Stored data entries
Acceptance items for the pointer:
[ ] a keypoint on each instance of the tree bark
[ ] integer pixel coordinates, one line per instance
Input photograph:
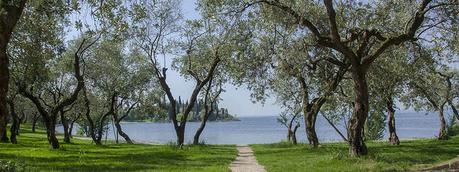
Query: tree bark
(294, 141)
(200, 130)
(91, 127)
(51, 133)
(71, 125)
(123, 134)
(208, 109)
(442, 135)
(9, 16)
(14, 125)
(393, 138)
(360, 113)
(34, 121)
(65, 125)
(310, 122)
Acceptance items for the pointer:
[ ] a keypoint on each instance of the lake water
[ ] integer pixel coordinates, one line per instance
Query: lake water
(251, 130)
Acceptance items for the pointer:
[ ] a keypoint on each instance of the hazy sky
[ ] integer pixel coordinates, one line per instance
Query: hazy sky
(237, 100)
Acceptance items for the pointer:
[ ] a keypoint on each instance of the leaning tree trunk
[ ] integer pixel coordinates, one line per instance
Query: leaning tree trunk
(393, 138)
(360, 113)
(14, 125)
(121, 133)
(294, 141)
(310, 122)
(65, 125)
(51, 133)
(200, 130)
(9, 16)
(34, 121)
(180, 132)
(442, 135)
(4, 80)
(289, 133)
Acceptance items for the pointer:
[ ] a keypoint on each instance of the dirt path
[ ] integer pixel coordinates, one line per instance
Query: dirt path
(245, 161)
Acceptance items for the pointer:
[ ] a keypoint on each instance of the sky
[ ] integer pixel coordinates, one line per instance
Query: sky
(236, 100)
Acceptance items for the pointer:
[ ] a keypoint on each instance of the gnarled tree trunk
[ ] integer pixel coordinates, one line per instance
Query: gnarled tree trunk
(9, 16)
(51, 133)
(34, 121)
(294, 141)
(393, 138)
(65, 125)
(14, 125)
(360, 113)
(442, 135)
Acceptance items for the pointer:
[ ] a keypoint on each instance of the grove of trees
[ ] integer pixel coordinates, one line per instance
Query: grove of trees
(89, 62)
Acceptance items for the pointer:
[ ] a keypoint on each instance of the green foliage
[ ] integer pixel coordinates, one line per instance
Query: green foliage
(412, 155)
(33, 154)
(12, 166)
(375, 125)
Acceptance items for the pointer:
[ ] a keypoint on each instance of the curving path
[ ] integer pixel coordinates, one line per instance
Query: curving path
(245, 161)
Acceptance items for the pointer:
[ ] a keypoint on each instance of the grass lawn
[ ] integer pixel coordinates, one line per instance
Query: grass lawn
(410, 155)
(32, 153)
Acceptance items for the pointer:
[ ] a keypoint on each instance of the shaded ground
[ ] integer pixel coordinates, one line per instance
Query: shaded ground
(32, 153)
(414, 155)
(245, 161)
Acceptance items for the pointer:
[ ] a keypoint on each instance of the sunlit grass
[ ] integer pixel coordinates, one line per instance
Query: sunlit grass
(32, 153)
(410, 155)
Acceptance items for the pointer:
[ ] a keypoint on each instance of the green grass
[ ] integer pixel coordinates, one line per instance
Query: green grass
(409, 156)
(32, 153)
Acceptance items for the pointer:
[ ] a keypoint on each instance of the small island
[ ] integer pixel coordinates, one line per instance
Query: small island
(160, 113)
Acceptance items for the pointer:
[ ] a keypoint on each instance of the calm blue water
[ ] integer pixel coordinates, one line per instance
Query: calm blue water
(252, 130)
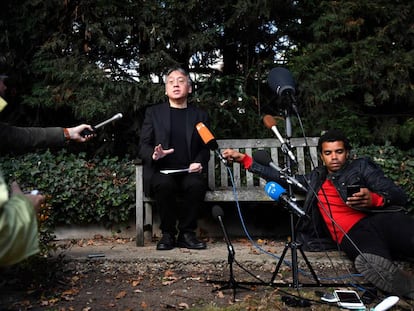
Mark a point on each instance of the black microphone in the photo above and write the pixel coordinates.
(218, 213)
(270, 123)
(277, 192)
(209, 140)
(263, 157)
(281, 81)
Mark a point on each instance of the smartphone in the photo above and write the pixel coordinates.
(351, 189)
(349, 299)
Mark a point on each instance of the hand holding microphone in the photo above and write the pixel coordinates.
(87, 132)
(262, 157)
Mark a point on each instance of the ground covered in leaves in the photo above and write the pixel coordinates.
(87, 285)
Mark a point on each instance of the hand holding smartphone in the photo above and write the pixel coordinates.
(352, 189)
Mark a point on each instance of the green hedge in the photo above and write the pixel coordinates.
(396, 164)
(79, 190)
(102, 190)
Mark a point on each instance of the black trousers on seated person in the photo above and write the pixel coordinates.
(389, 235)
(167, 188)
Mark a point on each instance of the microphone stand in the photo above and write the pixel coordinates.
(231, 283)
(293, 245)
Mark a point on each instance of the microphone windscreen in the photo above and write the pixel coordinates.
(217, 211)
(262, 157)
(280, 79)
(269, 121)
(204, 133)
(274, 190)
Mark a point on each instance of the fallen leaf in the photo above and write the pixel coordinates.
(135, 283)
(183, 306)
(121, 294)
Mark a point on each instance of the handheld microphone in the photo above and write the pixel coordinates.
(270, 123)
(209, 140)
(218, 213)
(88, 132)
(277, 192)
(263, 157)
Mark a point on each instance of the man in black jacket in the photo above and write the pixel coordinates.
(370, 226)
(169, 140)
(18, 220)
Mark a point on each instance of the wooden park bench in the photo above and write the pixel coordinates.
(250, 188)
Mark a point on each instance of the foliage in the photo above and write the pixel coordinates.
(396, 164)
(80, 191)
(356, 67)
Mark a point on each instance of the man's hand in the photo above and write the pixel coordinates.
(75, 133)
(233, 155)
(159, 152)
(361, 199)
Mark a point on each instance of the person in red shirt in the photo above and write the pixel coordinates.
(370, 226)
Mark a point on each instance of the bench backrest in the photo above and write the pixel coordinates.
(218, 177)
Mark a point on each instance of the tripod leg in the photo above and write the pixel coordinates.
(308, 264)
(279, 263)
(231, 284)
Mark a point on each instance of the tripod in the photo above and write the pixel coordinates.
(232, 283)
(293, 245)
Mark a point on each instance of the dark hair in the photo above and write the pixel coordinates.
(179, 69)
(334, 135)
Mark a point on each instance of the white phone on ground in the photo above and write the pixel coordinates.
(349, 299)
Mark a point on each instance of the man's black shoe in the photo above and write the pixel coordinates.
(167, 242)
(189, 240)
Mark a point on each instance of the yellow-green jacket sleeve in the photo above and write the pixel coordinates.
(18, 228)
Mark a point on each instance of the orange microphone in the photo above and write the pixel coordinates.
(209, 139)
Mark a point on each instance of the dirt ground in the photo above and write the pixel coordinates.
(64, 284)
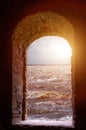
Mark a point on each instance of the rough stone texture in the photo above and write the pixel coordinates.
(28, 30)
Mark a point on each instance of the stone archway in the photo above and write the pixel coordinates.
(28, 30)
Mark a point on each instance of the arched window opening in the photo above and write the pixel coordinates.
(49, 82)
(50, 56)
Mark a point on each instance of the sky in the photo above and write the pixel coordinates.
(49, 50)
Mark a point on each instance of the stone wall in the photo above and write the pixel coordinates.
(28, 30)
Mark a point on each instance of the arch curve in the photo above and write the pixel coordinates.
(29, 29)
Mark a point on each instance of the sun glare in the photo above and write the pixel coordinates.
(61, 48)
(50, 50)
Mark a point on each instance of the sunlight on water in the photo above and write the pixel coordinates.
(49, 94)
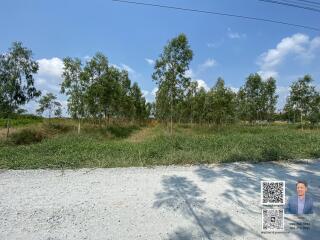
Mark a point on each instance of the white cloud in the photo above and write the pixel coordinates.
(149, 61)
(145, 93)
(50, 67)
(215, 44)
(298, 45)
(265, 74)
(189, 73)
(234, 89)
(235, 35)
(154, 91)
(127, 68)
(202, 83)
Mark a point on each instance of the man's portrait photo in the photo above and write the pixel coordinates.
(301, 203)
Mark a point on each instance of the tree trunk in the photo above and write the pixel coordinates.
(301, 120)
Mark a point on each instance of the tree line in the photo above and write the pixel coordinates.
(179, 99)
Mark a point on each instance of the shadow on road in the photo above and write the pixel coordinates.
(182, 195)
(244, 181)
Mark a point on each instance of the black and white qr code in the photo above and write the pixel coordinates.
(272, 220)
(272, 192)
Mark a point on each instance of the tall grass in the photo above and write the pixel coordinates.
(109, 147)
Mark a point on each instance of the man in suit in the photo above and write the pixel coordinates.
(302, 203)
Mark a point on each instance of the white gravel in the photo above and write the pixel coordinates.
(189, 202)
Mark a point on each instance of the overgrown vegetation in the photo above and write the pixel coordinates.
(112, 147)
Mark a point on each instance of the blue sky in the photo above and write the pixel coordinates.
(132, 37)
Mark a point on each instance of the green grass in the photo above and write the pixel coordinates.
(20, 121)
(111, 147)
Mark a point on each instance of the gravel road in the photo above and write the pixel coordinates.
(175, 202)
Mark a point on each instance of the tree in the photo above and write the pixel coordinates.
(74, 87)
(100, 86)
(48, 103)
(170, 73)
(222, 103)
(257, 99)
(303, 98)
(17, 69)
(139, 103)
(269, 99)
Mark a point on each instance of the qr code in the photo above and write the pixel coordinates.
(272, 192)
(272, 220)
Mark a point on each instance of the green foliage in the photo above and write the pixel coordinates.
(16, 78)
(188, 145)
(100, 91)
(257, 99)
(303, 101)
(49, 103)
(170, 75)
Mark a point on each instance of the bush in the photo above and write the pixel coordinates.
(58, 127)
(121, 131)
(27, 136)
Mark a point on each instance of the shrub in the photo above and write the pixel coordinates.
(27, 136)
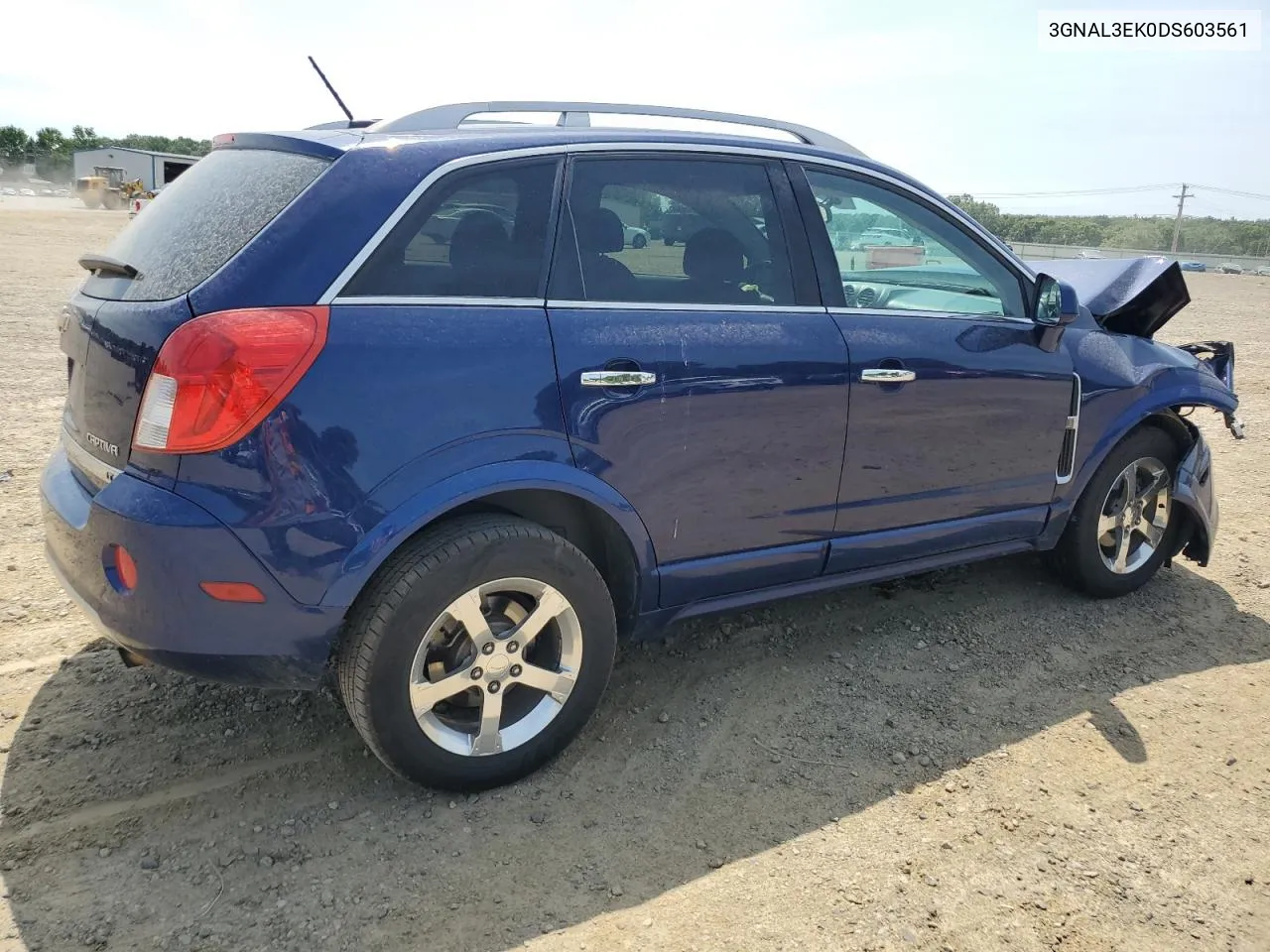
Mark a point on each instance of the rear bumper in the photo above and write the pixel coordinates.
(1194, 490)
(168, 620)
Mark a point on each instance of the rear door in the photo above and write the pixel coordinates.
(136, 294)
(957, 414)
(698, 376)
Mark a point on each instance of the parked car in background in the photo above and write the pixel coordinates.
(881, 238)
(291, 447)
(634, 236)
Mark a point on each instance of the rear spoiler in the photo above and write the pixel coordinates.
(341, 125)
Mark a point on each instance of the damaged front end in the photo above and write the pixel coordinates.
(1218, 357)
(1139, 296)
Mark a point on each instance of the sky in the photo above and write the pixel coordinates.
(956, 93)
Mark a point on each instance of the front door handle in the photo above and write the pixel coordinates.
(617, 379)
(887, 375)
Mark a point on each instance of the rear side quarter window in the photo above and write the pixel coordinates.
(477, 232)
(701, 231)
(202, 220)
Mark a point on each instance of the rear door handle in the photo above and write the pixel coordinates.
(887, 375)
(617, 379)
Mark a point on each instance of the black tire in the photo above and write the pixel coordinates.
(1078, 558)
(388, 625)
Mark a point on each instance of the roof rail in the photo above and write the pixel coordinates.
(452, 116)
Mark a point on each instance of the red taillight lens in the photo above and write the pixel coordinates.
(217, 376)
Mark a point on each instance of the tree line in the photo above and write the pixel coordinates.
(53, 151)
(1213, 236)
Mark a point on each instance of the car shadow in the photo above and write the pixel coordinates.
(145, 810)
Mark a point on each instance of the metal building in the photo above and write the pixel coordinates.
(154, 169)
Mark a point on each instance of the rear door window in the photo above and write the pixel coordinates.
(202, 220)
(479, 232)
(698, 231)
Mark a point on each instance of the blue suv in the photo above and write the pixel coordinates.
(400, 403)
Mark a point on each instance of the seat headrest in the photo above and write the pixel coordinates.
(477, 238)
(599, 230)
(714, 255)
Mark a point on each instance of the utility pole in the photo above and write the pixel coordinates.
(1178, 221)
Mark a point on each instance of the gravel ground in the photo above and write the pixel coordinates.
(973, 760)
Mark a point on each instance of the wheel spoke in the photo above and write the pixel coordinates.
(1153, 486)
(1106, 524)
(550, 604)
(1152, 532)
(426, 694)
(489, 740)
(467, 610)
(1130, 484)
(558, 684)
(1121, 548)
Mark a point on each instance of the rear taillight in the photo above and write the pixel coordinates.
(217, 376)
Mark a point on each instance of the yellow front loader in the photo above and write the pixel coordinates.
(107, 188)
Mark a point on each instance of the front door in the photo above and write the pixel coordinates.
(957, 414)
(698, 379)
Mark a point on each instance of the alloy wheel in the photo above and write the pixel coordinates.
(1134, 516)
(497, 666)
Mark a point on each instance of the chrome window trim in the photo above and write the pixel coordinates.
(441, 301)
(906, 312)
(626, 148)
(96, 470)
(672, 306)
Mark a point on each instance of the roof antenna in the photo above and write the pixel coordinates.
(322, 75)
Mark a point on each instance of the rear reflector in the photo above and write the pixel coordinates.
(217, 376)
(232, 590)
(121, 571)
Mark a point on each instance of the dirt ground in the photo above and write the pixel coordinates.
(974, 760)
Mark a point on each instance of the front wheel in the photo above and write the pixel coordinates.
(1125, 525)
(477, 654)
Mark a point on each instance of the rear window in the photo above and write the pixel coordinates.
(202, 220)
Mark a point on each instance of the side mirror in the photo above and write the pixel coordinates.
(1056, 303)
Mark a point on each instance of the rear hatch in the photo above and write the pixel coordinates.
(137, 291)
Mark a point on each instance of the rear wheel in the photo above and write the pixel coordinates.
(477, 654)
(1125, 525)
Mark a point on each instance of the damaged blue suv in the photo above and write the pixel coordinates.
(400, 402)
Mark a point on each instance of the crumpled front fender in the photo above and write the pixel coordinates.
(1194, 490)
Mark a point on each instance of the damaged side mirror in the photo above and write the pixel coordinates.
(1056, 304)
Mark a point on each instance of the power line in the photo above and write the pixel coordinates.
(1178, 221)
(1121, 190)
(1125, 189)
(1233, 191)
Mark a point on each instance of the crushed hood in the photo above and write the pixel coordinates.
(1124, 295)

◆ **Assignment**: Only an exact copy of the lines from the top of the entries through the line with "[ ] a keypoint on each instance of the leaning", both included, should be given, with all pictures omitted.

◆ **Problem solution**:
Acceptance items for the pointer:
[ ] a keypoint on each instance of the tree bark
[ ] integer pixel coordinates, one line per instance
Input photograph:
Query: tree bark
(294, 141)
(200, 130)
(91, 127)
(51, 133)
(71, 125)
(123, 134)
(208, 109)
(442, 135)
(9, 16)
(14, 125)
(393, 138)
(360, 113)
(34, 121)
(65, 125)
(310, 122)
Acceptance items for the pointer:
[ ] a keypoint on each instance of the lake water
[ ] integer pixel coordinates, one line per instance
Query: lake water
(251, 130)
Acceptance items for the pointer:
[ ] a keypoint on each instance of the hazy sky
[ ] integer pixel coordinates, one line per instance
Query: hazy sky
(237, 100)
Acceptance items for the pointer:
[ ] a keypoint on each instance of the leaning tree trunk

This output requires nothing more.